[Part of a data file]
· · · · · · ·

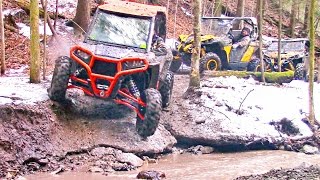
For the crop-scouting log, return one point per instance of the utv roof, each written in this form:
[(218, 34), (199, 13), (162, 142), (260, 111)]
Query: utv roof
[(291, 39), (133, 8), (253, 19)]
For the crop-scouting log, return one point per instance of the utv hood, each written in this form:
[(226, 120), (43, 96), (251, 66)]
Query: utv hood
[(286, 55)]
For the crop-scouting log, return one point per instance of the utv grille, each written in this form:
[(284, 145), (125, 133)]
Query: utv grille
[(104, 68)]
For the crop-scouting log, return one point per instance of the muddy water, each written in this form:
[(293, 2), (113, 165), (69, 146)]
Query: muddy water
[(211, 166)]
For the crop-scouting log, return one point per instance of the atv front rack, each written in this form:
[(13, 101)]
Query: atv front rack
[(117, 69)]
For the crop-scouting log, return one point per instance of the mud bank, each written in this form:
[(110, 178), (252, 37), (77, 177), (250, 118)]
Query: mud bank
[(43, 137)]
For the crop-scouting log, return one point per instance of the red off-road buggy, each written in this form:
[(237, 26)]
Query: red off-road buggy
[(120, 60)]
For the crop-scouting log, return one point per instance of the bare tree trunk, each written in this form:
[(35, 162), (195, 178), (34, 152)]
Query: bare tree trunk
[(294, 9), (194, 75), (240, 13), (82, 17), (311, 63), (217, 7), (258, 9), (56, 15), (44, 61), (34, 42), (175, 18), (260, 2), (306, 16), (3, 47), (279, 35)]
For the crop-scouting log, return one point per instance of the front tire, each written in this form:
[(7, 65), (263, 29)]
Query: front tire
[(151, 112), (255, 66), (60, 79), (175, 65), (211, 62), (166, 89), (300, 72)]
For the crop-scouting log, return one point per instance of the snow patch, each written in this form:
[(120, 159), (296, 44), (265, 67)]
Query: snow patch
[(18, 90)]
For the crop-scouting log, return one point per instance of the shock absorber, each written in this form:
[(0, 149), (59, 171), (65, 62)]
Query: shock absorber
[(133, 88)]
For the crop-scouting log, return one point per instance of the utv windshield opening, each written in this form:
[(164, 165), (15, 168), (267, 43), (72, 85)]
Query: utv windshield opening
[(120, 29)]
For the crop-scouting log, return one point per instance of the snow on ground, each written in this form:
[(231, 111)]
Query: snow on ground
[(264, 104), (17, 90)]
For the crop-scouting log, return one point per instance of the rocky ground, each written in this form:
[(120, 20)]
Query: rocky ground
[(39, 135)]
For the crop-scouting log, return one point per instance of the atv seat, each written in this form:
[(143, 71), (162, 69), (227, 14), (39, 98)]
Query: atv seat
[(236, 33), (237, 54)]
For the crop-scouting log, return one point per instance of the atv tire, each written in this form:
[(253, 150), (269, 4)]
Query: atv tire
[(300, 72), (254, 65), (60, 79), (151, 112), (175, 65), (166, 89), (211, 62)]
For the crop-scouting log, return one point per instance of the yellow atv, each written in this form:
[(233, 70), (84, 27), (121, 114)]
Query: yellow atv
[(294, 53), (216, 45)]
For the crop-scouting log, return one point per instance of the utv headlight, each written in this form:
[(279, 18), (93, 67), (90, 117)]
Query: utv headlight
[(132, 64), (83, 56)]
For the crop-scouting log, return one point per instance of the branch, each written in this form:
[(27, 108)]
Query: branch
[(238, 111)]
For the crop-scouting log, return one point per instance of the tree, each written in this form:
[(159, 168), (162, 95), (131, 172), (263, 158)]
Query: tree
[(82, 18), (311, 62), (3, 65), (44, 61), (260, 2), (240, 13), (217, 8), (279, 35), (194, 75), (306, 15), (34, 42), (294, 9)]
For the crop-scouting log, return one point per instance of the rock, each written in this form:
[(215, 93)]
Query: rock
[(151, 174), (200, 121), (122, 166), (95, 169), (100, 163), (43, 161), (219, 104), (59, 170), (206, 149), (33, 166), (307, 149), (21, 178), (129, 158), (149, 160), (101, 151)]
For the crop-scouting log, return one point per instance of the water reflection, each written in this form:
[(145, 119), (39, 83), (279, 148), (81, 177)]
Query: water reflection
[(211, 166)]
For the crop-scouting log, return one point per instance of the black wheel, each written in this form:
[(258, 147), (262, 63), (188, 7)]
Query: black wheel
[(148, 126), (166, 89), (211, 62), (315, 76), (288, 67), (300, 72), (175, 65), (255, 66), (60, 79)]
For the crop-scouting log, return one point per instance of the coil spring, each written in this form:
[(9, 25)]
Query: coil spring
[(133, 88)]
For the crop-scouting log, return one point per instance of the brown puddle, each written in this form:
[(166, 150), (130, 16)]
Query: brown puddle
[(210, 166)]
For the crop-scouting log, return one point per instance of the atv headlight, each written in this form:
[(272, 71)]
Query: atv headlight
[(83, 56), (132, 64)]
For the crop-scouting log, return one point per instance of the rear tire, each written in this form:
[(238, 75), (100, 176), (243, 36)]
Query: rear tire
[(175, 65), (166, 89), (254, 65), (211, 62), (151, 112), (60, 79), (300, 72)]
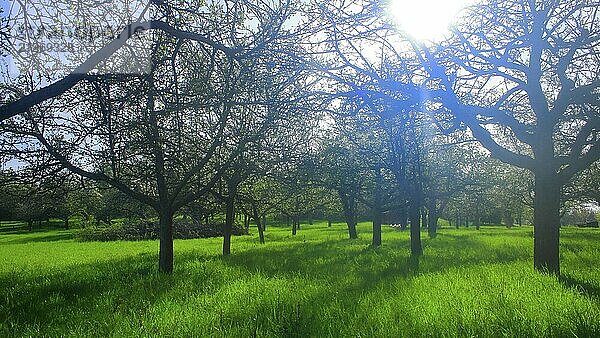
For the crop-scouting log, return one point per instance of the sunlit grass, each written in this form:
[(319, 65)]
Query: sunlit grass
[(318, 283)]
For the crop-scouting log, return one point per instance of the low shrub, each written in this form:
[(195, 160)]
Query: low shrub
[(149, 230)]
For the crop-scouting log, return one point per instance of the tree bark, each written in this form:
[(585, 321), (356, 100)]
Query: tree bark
[(546, 219), (348, 206), (259, 226), (294, 226), (432, 221), (352, 232), (165, 255), (403, 219), (377, 214), (415, 228), (229, 219)]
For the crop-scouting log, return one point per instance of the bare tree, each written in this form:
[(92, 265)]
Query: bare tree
[(522, 76)]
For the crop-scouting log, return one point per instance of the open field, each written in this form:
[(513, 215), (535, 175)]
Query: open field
[(318, 283)]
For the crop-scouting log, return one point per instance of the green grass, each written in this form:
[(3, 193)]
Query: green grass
[(318, 283)]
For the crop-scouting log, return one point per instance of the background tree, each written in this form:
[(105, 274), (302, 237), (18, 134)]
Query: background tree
[(523, 77)]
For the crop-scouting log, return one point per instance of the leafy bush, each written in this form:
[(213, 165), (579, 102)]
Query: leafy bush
[(148, 230)]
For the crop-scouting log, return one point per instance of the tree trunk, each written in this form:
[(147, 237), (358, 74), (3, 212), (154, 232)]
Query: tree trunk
[(509, 219), (294, 226), (165, 255), (229, 219), (259, 226), (377, 214), (415, 229), (352, 230), (432, 221), (403, 219), (348, 206), (546, 219)]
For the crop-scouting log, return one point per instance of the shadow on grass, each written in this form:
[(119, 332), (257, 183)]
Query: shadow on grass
[(47, 237), (586, 288), (47, 299)]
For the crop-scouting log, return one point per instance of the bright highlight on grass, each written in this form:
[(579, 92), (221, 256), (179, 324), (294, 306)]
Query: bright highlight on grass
[(425, 20)]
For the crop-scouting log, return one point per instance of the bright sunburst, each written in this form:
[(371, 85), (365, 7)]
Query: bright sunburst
[(425, 20)]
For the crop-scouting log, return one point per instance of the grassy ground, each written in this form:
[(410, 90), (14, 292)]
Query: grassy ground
[(318, 283)]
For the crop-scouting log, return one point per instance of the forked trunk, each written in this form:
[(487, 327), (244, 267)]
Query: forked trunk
[(546, 220)]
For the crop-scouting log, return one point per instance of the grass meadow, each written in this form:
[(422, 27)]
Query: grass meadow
[(315, 284)]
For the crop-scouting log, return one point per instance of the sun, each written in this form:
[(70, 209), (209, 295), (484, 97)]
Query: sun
[(425, 20)]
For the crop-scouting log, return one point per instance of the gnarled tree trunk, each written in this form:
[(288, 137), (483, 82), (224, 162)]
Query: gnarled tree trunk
[(165, 255), (546, 220)]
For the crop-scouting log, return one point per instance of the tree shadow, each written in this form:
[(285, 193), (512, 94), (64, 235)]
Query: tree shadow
[(41, 299), (49, 236), (583, 287)]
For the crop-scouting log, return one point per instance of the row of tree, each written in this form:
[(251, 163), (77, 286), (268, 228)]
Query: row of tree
[(228, 98)]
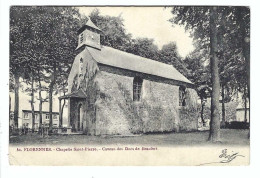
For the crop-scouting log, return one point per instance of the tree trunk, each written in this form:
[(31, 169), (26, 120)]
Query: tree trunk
[(40, 103), (214, 135), (223, 123), (32, 103), (62, 108), (50, 105), (202, 112), (245, 41), (16, 99)]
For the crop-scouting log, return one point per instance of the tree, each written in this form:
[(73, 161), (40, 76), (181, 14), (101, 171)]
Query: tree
[(144, 47), (169, 55), (46, 35), (199, 74)]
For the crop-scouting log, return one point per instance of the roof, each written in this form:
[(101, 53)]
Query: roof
[(89, 24), (76, 94), (113, 57), (45, 112)]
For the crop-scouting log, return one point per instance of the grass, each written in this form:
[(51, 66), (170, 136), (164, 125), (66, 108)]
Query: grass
[(199, 138)]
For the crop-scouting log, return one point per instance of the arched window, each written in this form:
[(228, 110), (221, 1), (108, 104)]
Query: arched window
[(182, 96), (80, 67), (137, 88)]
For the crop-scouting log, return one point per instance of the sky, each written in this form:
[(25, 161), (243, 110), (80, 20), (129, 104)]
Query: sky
[(150, 22)]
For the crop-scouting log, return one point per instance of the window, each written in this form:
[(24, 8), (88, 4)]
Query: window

· · · · · · ·

**Challenge**
Edit the entries starting at the line that contains "bare tree trunk, each" and ending at the line that contains "[(236, 33), (237, 54)]", changing "crop-scouting log" to "field-survey log" throughout and leaving everything else the same. Give back only those lines.

**Response to the exercise**
For the field-survey log, return one point per instance of the bare tree trunk, each written in this form:
[(35, 162), (195, 178), (34, 152)]
Query: bare tree trunk
[(294, 9), (194, 75), (240, 13), (82, 17), (311, 63), (217, 7), (258, 9), (56, 15), (44, 61), (34, 42), (175, 18), (260, 2), (306, 16), (3, 47), (279, 35)]
For the field-survey log, return one point per instance of the front tire, each written in this form:
[(7, 65), (263, 29)]
Query: front tire
[(151, 112), (255, 66), (60, 79), (175, 65), (211, 62), (166, 89), (300, 72)]
For the field-survey log, return one point per instance of the snow patch, each written in this form:
[(120, 159), (296, 44), (265, 67)]
Query: snow patch
[(18, 90)]
For the field-survey log, return one point per instance of the shock absorber, each written in this form:
[(0, 149), (59, 171), (65, 62)]
Query: shock absorber
[(133, 88)]
For the field-survey log, return one point per instance of the utv windshield opening, each written in this form:
[(164, 165), (15, 168), (267, 43), (72, 85)]
Query: utv windshield opening
[(120, 29)]
For the field-survey log, return one point per instance of the snow on ground, each written in this form:
[(231, 111)]
Query: snow on ground
[(264, 104), (17, 90)]
For the field-survey log, return one point per instance of the rocky ground, each written in this form:
[(120, 20)]
Query: rocky ground
[(39, 135)]
For the field-survey log, return one point per instance of the atv seat, each written in this form:
[(143, 71), (162, 69), (227, 14), (39, 98)]
Query: atv seat
[(236, 33), (237, 54)]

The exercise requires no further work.